··· INFORMATION SHOWN ···

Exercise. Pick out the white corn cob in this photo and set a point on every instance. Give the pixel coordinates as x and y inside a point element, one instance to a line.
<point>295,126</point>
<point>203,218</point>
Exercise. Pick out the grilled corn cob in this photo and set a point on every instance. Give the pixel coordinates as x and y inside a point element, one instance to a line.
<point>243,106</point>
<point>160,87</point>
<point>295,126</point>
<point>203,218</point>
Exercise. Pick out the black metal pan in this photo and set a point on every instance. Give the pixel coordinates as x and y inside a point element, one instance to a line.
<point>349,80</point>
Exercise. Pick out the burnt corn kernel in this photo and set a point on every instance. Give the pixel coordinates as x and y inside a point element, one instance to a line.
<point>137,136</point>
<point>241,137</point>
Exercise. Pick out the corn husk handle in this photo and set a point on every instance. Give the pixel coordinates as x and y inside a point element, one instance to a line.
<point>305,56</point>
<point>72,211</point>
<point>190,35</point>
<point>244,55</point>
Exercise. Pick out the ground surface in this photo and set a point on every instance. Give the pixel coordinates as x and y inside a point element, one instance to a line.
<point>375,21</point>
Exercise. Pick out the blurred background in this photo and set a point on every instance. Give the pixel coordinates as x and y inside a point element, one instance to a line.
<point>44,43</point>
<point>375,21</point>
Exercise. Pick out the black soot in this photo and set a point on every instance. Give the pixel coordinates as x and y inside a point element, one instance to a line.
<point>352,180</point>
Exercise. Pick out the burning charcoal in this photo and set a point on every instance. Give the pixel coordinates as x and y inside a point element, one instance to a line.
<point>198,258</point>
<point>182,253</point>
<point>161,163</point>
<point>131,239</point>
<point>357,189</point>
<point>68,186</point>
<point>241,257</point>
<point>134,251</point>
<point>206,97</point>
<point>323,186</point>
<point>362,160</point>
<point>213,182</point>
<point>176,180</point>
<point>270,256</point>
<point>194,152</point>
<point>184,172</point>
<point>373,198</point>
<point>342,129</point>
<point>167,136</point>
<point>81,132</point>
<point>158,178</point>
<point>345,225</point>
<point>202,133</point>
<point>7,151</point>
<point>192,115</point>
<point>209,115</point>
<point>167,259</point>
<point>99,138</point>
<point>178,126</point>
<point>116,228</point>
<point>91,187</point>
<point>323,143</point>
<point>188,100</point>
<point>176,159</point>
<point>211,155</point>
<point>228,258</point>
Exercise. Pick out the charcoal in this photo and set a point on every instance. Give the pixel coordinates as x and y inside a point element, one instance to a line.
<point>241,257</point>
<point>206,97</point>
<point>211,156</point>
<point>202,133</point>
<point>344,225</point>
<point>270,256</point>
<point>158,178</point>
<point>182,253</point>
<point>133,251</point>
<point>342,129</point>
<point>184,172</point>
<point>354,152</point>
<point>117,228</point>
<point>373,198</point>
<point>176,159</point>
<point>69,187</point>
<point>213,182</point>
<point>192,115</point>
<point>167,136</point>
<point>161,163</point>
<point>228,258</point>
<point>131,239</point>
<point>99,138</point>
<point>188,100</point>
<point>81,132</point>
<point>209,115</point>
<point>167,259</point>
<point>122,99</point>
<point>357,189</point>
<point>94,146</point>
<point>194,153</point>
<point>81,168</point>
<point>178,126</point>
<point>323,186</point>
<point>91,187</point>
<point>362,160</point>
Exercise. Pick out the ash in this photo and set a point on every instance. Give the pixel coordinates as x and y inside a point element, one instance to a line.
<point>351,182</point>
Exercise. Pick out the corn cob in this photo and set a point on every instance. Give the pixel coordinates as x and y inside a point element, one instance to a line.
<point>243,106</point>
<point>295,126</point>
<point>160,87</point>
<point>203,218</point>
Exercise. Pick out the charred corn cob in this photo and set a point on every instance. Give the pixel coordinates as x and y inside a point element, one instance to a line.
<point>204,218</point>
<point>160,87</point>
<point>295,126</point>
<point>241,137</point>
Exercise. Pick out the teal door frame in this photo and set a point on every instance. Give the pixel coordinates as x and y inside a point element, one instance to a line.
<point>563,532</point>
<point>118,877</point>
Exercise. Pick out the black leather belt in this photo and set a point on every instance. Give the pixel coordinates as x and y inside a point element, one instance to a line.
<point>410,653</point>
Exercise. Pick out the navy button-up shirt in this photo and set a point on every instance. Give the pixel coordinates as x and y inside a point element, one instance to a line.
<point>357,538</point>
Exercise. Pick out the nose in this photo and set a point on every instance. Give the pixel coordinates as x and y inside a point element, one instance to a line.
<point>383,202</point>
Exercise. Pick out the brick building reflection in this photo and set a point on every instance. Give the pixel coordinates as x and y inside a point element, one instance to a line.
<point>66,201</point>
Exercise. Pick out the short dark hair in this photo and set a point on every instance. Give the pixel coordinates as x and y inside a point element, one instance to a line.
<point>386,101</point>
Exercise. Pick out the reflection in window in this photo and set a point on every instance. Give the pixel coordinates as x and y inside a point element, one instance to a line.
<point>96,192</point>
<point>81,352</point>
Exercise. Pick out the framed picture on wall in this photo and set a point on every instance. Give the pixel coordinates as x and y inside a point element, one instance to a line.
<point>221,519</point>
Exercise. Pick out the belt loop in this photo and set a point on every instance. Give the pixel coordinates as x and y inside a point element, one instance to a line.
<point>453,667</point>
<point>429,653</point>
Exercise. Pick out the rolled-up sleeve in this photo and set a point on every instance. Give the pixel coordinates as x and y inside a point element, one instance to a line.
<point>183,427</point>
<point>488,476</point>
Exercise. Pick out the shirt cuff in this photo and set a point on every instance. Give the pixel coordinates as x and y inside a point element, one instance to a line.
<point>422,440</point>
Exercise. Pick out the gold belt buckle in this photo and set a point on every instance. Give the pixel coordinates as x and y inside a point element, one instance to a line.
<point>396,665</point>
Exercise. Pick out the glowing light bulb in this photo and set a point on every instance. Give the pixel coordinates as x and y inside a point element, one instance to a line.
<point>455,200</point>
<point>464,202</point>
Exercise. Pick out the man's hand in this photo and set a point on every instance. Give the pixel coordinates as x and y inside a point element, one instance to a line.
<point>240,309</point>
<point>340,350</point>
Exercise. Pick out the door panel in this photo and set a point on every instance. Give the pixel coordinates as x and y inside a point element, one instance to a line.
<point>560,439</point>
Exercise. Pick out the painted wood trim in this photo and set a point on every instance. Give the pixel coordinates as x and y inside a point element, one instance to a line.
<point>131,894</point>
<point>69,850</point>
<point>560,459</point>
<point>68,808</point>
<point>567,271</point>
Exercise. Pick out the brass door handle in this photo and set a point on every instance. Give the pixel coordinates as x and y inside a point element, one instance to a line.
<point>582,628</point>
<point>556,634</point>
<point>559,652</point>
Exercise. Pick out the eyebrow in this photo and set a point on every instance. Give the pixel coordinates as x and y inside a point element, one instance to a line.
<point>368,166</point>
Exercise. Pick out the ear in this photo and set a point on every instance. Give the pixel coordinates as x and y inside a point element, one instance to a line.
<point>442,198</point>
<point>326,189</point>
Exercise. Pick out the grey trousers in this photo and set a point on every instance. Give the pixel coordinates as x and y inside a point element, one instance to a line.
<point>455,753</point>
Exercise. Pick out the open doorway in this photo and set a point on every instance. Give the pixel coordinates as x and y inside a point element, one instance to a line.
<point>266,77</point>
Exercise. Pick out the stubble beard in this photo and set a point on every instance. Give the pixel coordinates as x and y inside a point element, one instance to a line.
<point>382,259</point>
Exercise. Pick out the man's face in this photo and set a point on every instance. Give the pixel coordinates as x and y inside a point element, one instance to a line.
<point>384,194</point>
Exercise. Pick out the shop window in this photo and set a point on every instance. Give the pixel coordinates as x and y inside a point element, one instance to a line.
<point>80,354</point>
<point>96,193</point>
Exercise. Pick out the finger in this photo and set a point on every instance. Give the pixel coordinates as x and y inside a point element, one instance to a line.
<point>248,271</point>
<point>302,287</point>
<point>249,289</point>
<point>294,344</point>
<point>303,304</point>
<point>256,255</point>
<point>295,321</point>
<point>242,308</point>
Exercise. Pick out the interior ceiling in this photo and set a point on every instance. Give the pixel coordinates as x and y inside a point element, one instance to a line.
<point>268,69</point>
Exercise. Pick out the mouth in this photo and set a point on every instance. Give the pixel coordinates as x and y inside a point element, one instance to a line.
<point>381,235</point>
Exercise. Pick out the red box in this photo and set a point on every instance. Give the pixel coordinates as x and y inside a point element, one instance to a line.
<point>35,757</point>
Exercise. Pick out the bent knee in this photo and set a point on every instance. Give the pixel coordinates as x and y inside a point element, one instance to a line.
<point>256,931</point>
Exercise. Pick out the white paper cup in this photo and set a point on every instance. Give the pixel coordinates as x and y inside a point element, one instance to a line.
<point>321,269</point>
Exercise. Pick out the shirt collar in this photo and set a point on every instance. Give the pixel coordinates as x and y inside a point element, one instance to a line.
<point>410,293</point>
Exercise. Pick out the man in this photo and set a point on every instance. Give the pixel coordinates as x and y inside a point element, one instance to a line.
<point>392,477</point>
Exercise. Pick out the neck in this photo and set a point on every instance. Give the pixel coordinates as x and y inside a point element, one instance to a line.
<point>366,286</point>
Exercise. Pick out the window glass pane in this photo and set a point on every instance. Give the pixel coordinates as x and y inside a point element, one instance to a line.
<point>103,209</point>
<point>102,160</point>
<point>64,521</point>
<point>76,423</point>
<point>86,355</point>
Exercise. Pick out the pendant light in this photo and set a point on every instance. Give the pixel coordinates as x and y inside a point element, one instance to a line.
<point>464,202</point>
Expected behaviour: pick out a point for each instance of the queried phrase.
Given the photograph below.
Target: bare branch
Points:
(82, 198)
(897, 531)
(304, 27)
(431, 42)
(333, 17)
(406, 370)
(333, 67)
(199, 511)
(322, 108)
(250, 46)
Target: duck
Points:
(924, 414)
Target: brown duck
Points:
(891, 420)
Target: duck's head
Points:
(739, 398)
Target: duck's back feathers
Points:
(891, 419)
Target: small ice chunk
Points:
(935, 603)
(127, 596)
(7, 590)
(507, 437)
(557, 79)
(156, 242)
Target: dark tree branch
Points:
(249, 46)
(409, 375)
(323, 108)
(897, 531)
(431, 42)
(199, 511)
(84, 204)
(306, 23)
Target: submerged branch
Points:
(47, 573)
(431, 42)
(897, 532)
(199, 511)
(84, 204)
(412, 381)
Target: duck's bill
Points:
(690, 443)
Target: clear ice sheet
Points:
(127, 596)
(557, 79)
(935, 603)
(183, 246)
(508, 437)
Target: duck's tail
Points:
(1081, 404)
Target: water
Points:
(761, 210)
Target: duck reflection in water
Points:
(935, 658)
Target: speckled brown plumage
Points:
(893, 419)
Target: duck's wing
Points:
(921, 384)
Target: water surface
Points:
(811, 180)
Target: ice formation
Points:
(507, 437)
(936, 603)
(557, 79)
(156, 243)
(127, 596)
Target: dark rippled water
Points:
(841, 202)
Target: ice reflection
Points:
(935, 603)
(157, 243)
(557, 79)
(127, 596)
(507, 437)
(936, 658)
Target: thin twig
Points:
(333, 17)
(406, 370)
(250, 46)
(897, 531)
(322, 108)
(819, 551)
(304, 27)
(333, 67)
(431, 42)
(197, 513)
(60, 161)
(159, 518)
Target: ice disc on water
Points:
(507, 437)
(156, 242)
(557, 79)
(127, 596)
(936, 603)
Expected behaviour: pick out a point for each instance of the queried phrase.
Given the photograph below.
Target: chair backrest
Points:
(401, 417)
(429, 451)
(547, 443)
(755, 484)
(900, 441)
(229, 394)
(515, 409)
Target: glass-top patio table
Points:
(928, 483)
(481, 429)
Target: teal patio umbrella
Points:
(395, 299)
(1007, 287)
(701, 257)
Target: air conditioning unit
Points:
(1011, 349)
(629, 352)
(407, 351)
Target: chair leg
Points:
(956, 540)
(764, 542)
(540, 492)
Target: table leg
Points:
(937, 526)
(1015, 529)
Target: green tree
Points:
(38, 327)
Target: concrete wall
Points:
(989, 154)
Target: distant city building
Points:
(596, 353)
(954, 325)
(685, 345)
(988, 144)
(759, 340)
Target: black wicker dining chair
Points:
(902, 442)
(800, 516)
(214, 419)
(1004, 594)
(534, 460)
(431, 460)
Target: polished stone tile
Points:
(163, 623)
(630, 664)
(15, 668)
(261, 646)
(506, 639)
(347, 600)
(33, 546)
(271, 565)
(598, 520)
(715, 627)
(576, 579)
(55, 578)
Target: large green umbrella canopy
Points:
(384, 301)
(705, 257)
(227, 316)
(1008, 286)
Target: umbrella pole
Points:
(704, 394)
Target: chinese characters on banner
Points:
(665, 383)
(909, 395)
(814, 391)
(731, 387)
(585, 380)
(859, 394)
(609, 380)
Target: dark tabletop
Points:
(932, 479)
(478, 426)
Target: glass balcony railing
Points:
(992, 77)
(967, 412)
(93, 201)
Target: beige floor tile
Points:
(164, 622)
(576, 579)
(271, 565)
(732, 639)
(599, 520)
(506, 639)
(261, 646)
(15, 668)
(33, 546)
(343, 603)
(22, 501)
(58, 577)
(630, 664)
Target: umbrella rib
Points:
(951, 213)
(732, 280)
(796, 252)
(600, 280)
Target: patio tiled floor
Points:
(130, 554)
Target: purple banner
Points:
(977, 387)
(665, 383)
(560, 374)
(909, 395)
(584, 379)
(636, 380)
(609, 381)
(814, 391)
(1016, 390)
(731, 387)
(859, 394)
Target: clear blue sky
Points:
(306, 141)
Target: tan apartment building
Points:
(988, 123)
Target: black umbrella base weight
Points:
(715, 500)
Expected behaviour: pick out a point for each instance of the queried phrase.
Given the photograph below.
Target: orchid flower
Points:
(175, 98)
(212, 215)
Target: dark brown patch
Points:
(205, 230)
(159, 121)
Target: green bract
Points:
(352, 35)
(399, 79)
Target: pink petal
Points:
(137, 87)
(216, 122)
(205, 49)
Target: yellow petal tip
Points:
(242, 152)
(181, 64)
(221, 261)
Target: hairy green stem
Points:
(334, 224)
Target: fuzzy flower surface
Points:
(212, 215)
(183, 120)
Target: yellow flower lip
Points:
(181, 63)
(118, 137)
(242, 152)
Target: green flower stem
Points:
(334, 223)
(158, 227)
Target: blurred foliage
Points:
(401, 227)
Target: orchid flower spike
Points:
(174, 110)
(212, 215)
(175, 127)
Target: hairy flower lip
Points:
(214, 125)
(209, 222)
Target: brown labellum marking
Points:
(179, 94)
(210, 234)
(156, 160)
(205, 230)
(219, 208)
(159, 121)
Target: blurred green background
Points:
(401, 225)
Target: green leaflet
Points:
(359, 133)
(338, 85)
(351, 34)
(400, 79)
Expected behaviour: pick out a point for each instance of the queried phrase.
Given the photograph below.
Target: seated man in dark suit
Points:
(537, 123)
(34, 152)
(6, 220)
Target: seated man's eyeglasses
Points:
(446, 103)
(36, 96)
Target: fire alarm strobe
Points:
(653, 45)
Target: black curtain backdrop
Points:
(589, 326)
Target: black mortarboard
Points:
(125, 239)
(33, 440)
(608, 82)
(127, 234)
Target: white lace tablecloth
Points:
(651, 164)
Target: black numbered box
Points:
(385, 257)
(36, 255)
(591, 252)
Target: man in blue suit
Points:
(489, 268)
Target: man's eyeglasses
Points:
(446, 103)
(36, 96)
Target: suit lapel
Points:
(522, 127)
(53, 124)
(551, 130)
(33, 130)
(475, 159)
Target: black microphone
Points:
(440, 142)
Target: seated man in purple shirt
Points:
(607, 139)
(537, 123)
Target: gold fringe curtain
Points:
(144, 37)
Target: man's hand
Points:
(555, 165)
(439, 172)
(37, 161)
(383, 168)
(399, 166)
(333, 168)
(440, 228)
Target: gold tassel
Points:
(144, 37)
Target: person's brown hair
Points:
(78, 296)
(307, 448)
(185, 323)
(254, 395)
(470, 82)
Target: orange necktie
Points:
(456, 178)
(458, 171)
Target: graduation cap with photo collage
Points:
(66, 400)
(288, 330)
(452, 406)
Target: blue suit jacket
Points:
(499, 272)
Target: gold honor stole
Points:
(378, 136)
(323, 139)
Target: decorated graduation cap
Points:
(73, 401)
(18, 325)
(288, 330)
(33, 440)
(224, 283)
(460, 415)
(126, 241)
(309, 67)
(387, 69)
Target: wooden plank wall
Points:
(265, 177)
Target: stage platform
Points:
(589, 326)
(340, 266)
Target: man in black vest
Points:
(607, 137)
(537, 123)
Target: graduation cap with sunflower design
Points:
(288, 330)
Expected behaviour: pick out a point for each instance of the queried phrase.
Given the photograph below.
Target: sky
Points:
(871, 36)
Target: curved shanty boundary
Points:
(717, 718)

···

Reproduce the lines of the records between the line holding "Exercise. Pick out the black leather" and the line holding "<point>396,665</point>", inclusive, without changing anything.

§ **OUTPUT FOR THIS EXERCISE**
Exercise. Pick out the black leather belt in this photo and set a point on every instance. Give the pixel coordinates as x and y inside a point element, one instance to a line.
<point>410,653</point>
Exercise. Pick out the navy button-up shirt in this photo and set a point on every instance. Give the pixel coordinates as x and y inside a point element, one instance to a line.
<point>357,538</point>
Exercise. Pick out the nose in this photo and set a point on every instance. Give the pixel coordinates as x and y inside a point element, one instance to a line.
<point>383,202</point>
Exercise. Pick out the brick building reflection in this photo and set a point on every instance. Give the pixel coordinates as x and y inside a point element, one instance to a line.
<point>66,201</point>
Exercise. Pick out the short dark hair in this photo and set a point on every instance. Give the pixel coordinates as x and y inside a point element, one instance to a line.
<point>386,101</point>
Exercise. Pick out the reflection in window in this photo and set a point on every instance. Give the pixel coordinates as x and y inside a point element, one instance to a line.
<point>96,192</point>
<point>81,352</point>
Exercise. Pick out the framed picture on wall in this photo and set a point on every instance. Give the pixel coordinates as x and y inside a point element, one instance to a line.
<point>221,519</point>
Exercise. Pick out the belt loop in this photo and set a point on every instance. Give the pixel coordinates as x and y inside a point element, one instance to a line.
<point>453,667</point>
<point>429,653</point>
Exercise. Pick out the rolled-up sleeve in this photo and set a point on every instance. Give the pixel coordinates as x and y inside a point element, one instance to a line.
<point>183,427</point>
<point>488,476</point>
Exercise. Pick out the shirt cuff in this photo and set a point on every instance. Give the pixel coordinates as x and y inside a point element, one instance to a line.
<point>422,440</point>
Exercise. Pick out the gold belt buckle in this photo and set a point on every instance. Give the pixel coordinates as x and y inside a point element, one instance to a line.
<point>396,665</point>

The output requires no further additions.